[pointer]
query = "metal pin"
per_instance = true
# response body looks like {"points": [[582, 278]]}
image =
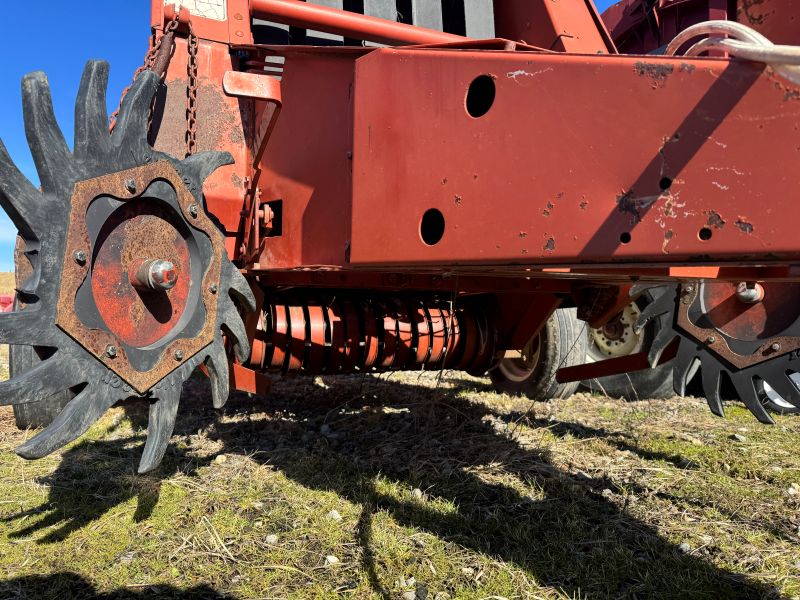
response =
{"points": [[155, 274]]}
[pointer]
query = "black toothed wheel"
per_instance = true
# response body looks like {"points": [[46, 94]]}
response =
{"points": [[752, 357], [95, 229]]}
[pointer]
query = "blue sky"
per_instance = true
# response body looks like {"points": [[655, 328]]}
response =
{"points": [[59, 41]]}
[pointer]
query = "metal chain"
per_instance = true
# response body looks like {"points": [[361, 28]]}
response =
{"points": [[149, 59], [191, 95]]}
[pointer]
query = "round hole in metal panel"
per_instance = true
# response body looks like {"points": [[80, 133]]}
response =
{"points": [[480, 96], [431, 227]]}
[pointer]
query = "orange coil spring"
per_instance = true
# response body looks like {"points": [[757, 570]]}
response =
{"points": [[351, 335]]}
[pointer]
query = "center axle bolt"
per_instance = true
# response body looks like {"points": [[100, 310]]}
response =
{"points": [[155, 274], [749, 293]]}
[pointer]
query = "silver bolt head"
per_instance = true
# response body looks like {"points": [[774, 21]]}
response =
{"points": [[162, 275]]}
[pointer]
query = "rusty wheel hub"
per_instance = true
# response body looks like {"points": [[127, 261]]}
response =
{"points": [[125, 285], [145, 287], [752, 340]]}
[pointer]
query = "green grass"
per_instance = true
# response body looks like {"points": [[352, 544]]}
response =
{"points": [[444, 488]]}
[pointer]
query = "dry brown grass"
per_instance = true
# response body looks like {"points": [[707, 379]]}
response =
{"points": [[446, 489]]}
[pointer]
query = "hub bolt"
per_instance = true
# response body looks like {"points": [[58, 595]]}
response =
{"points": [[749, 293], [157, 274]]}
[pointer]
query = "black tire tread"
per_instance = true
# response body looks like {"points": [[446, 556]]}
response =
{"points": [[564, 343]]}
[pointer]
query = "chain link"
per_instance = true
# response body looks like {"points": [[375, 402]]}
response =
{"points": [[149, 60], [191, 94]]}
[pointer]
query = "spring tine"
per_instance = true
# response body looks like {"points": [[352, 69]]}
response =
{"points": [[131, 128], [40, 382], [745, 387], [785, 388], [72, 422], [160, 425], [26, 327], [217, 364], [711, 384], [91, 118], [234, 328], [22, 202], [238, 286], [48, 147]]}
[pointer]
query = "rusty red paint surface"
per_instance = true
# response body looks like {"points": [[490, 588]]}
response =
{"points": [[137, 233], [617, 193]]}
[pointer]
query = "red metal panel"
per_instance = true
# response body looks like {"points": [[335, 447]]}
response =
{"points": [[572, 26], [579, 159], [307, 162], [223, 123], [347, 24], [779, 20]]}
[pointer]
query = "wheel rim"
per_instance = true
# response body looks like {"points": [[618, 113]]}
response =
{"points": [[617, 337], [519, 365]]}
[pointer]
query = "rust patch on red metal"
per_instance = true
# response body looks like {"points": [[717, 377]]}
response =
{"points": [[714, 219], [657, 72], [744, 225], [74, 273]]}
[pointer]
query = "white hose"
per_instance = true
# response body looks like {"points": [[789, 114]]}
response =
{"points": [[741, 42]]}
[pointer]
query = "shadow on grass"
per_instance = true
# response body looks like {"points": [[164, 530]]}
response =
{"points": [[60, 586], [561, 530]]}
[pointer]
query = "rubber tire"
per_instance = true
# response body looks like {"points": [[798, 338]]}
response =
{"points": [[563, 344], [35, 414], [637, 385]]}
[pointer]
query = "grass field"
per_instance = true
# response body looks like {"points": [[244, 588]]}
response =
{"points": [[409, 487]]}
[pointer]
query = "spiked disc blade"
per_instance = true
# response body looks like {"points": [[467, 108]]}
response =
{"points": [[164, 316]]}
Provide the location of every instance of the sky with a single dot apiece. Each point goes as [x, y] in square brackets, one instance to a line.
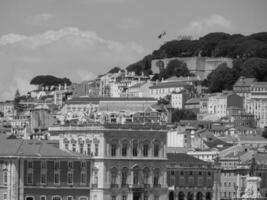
☆ ☆ ☆
● Your task
Make a verbatim copy of all the entries and strip out the pictures.

● Answer to this task
[pointer]
query = "metal pin"
per_instance = true
# response body looks like {"points": [[582, 278]]}
image =
response =
{"points": [[155, 274]]}
[pointer]
query = "black toothed wheel"
per_instance = true
# response body looks like {"points": [[46, 94]]}
response =
{"points": [[752, 357], [95, 229]]}
[pointer]
query = "blue sky"
per_instance = true
# response body looks like {"points": [[655, 328]]}
response =
{"points": [[59, 41]]}
[pointer]
query = "metal chain"
per_instance = true
# response body looks like {"points": [[361, 28]]}
response =
{"points": [[149, 59], [191, 95]]}
[pointer]
query = "round hole in metal panel"
per_instance = true
# response body looks like {"points": [[80, 133]]}
response =
{"points": [[480, 96], [431, 227]]}
[pointer]
query = "orange coil spring"
per_instance = true
# response body looks like {"points": [[757, 570]]}
response =
{"points": [[351, 335]]}
[pointer]
query = "center axle bolt"
per_instance = true
# response body looks like {"points": [[100, 310]]}
response =
{"points": [[155, 274], [749, 293]]}
[pointer]
query = "silver bolt head"
per_instance = true
# response body looks like {"points": [[774, 21]]}
response =
{"points": [[162, 275]]}
[pointer]
query = "rusty wheel hub"
per_instance = true
# response body looks like {"points": [[127, 261]]}
response =
{"points": [[125, 285], [145, 287], [752, 340]]}
[pointer]
query = "green grass"
per_instance = true
# response body looks like {"points": [[352, 544]]}
response =
{"points": [[444, 488]]}
[pointer]
query = "dry brown grass"
per_instance = true
# response body looks like {"points": [[707, 379]]}
response =
{"points": [[446, 489]]}
[pointer]
query = "hub bolt"
per_instance = true
# response body looks like {"points": [[58, 595]]}
response =
{"points": [[749, 293], [157, 274]]}
[pointer]
query = "black tire tread"
per_instance = true
# response body looks like {"points": [[446, 556]]}
response =
{"points": [[564, 343]]}
[pointer]
query = "chain link"
per_instance = true
# response body looks like {"points": [[375, 402]]}
response =
{"points": [[149, 60], [191, 94]]}
[pointer]
query = "spring tine"
per_instance = true
# response body looks like {"points": [[352, 69]]}
response =
{"points": [[131, 128], [40, 382], [745, 387], [785, 388], [72, 422], [160, 425], [26, 327], [217, 364], [711, 384], [91, 118], [234, 328], [22, 202], [238, 286], [48, 147]]}
[pointer]
query = "rusty red paint surface"
per_instance = true
# response body looks like {"points": [[490, 588]]}
response =
{"points": [[137, 233], [617, 193]]}
[pointer]
query = "red metal panel"
per_instance = true
# response body looks like {"points": [[335, 447]]}
response =
{"points": [[572, 26], [579, 159], [307, 162], [223, 123], [347, 24], [779, 20]]}
[pointer]
query = "wheel rim"
per_instance = true
# response body looks like {"points": [[618, 113]]}
response =
{"points": [[617, 337], [519, 365]]}
[pointer]
query = "rust patch on red metal"
per_instance = true
# response body looks like {"points": [[717, 377]]}
response =
{"points": [[714, 219], [657, 72], [744, 225], [74, 273]]}
[pointer]
query = "white hose"
per_instance = true
# response body looks like {"points": [[789, 114]]}
response =
{"points": [[741, 42]]}
[pointer]
query = "shadow on grass"
per_instance = true
# response body looks like {"points": [[164, 530]]}
response =
{"points": [[60, 586], [561, 530]]}
[pointer]
query = "rubber tire"
per_instance = true
# response body looks like {"points": [[798, 338]]}
response =
{"points": [[563, 344], [35, 414], [637, 385]]}
[pointer]
query = "grass field"
per_instance = true
# response body looks like {"points": [[244, 588]]}
response =
{"points": [[409, 487]]}
[pointer]
query = "spiked disc blade"
per_instance = true
# response body looks like {"points": [[467, 108]]}
response =
{"points": [[164, 316]]}
Provide the location of every instance of the sky with a single dot apiece. Each point goes as [x, y] in square brackets, one instance to a line.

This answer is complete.